→ **Required work**
Begin at the line below that contains "347L669 316L629 328L607". Repeat it and all remaining lines of the records exactly.

++++ Data shown ++++

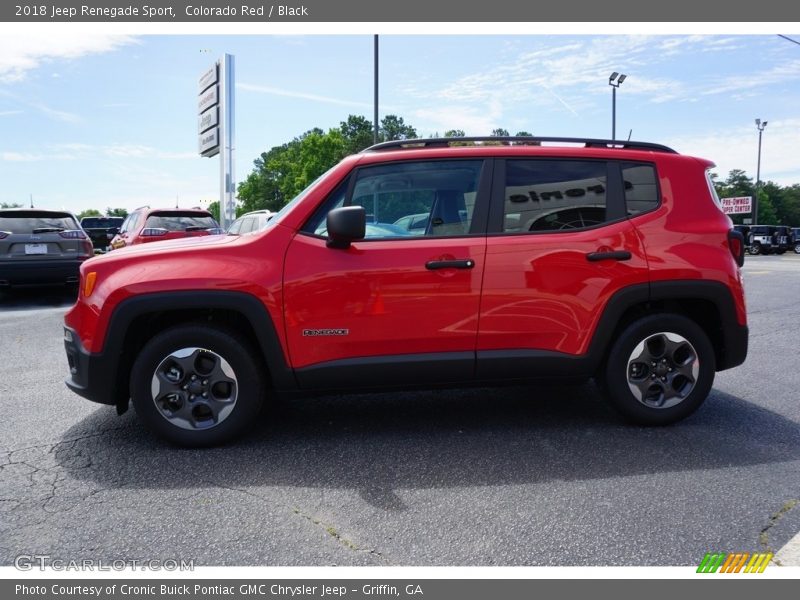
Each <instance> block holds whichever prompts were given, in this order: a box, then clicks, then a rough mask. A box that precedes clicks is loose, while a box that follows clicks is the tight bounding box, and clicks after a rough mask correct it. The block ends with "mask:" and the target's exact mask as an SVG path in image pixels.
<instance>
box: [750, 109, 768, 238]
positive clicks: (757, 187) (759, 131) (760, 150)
mask: <svg viewBox="0 0 800 600" xmlns="http://www.w3.org/2000/svg"><path fill="white" fill-rule="evenodd" d="M766 126H767V122H766V121H762V120H761V119H756V128H757V129H758V166H757V167H756V197H755V198H753V225H757V224H758V192H759V190H760V189H761V134H762V133H764V128H765V127H766Z"/></svg>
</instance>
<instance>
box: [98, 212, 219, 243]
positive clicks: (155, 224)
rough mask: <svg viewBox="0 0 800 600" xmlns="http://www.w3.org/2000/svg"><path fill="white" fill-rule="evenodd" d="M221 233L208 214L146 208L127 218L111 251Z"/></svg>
mask: <svg viewBox="0 0 800 600" xmlns="http://www.w3.org/2000/svg"><path fill="white" fill-rule="evenodd" d="M220 233H223V231H222V229H220V227H219V223H217V221H216V220H215V219H214V217H213V216H212V215H211V213H210V212H208V211H207V210H202V209H199V208H192V209H185V208H150V207H149V206H144V207H142V208H137V209H136V210H135V211H133V212H132V213H131V214H129V215H128V216H127V217H126V218H125V221H123V223H122V225H120V228H119V233H117V235H115V236H114V238H113V239H112V240H111V249H112V250H115V249H117V248H124V247H125V246H132V245H134V244H143V243H145V242H158V241H163V240H177V239H184V238H187V237H197V236H201V235H215V234H220Z"/></svg>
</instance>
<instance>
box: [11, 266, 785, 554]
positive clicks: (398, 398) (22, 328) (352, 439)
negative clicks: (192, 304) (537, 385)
mask: <svg viewBox="0 0 800 600" xmlns="http://www.w3.org/2000/svg"><path fill="white" fill-rule="evenodd" d="M745 278H746V288H747V295H748V309H749V316H750V328H751V337H750V354H749V357H748V360H747V362H746V363H745V365H744V366H742V367H739V368H737V369H734V370H731V371H726V372H723V373H720V374H718V375H717V379H716V383H715V385H714V390H713V391H712V393H711V396H710V397H709V399H708V400H707V401H706V403H705V404H704V405H703V407H702V408H701V409H700V410H699V411H698V413H696V414H695V415H694V416H692V417H691V418H689V419H688V420H686V421H684V422H682V423H680V424H678V425H674V426H671V427H667V428H650V429H649V428H641V427H633V426H629V425H626V424H624V423H623V422H622V421H621V420H620V419H619V418H618V417H617V416H616V414H615V413H614V412H612V411H611V409H609V408H607V407H606V405H605V404H604V403H603V401H602V400H601V398H600V397H599V393H598V391H597V389H596V388H595V386H594V385H593V384H592V383H589V384H586V385H582V386H573V387H567V388H564V387H547V386H537V387H527V388H504V389H473V390H467V391H431V392H415V393H405V394H377V395H360V396H327V397H321V398H313V399H306V400H291V401H285V402H282V403H280V404H279V405H278V406H275V407H273V408H271V409H270V410H269V411H267V412H266V413H265V414H264V415H263V418H262V419H261V422H260V423H259V424H258V427H256V429H255V430H254V431H253V432H252V433H251V434H250V435H248V436H247V437H246V438H244V439H242V440H241V441H239V442H238V443H236V444H234V445H230V446H227V447H224V448H217V449H212V450H204V451H197V450H184V449H176V448H174V447H171V446H169V445H166V444H164V443H162V442H160V441H159V440H157V439H155V438H154V437H153V436H152V435H151V434H150V433H149V432H148V431H147V430H145V428H144V427H143V426H142V424H141V423H140V422H139V421H138V419H137V417H136V414H135V413H134V412H133V411H132V410H131V411H129V412H128V413H126V414H125V415H124V416H122V417H117V416H116V413H115V411H114V409H113V408H111V407H105V406H99V405H95V404H92V403H90V402H88V401H86V400H84V399H82V398H79V397H78V396H76V395H74V394H72V393H71V392H69V391H68V390H67V389H66V387H65V386H64V384H63V379H64V377H65V375H66V373H67V367H66V359H65V356H64V350H63V343H62V329H61V322H62V316H63V313H64V312H65V310H66V308H67V306H68V305H69V303H70V299H69V295H68V294H65V293H59V292H57V291H56V292H53V291H48V292H46V293H43V292H41V291H38V292H37V291H33V292H32V291H27V292H25V293H21V294H3V295H2V296H0V348H1V349H2V350H1V352H2V354H1V356H2V360H0V407H2V409H3V413H4V414H3V418H2V419H0V564H3V565H8V564H12V563H13V561H14V557H16V556H17V555H19V554H23V553H37V554H48V555H50V556H52V557H53V558H59V559H62V560H79V559H84V558H94V559H107V560H114V559H120V558H135V559H162V560H165V559H193V560H194V561H195V564H197V565H204V564H205V565H332V564H336V565H696V564H698V563H699V561H700V560H701V559H702V557H703V555H704V554H705V553H706V552H711V551H718V552H734V551H749V552H753V551H763V550H766V549H771V550H777V549H778V548H780V547H781V546H783V545H784V544H785V543H786V542H787V541H788V540H789V539H790V538H791V537H793V536H794V535H795V534H796V533H797V532H798V531H799V530H800V505H798V506H795V504H796V503H797V502H798V500H800V401H799V400H800V395H799V394H798V389H800V374H798V360H797V356H798V352H800V256H796V255H794V254H791V255H789V254H787V255H784V256H780V257H778V256H767V257H748V259H747V262H746V265H745Z"/></svg>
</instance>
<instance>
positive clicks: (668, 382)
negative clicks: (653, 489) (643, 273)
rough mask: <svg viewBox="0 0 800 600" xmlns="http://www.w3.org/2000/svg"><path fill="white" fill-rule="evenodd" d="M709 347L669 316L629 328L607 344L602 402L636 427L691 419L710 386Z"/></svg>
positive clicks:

++++

→ **Answer to this problem**
rough mask: <svg viewBox="0 0 800 600" xmlns="http://www.w3.org/2000/svg"><path fill="white" fill-rule="evenodd" d="M709 347L669 316L629 328L607 344L602 402L636 427L691 419L710 386Z"/></svg>
positive clicks:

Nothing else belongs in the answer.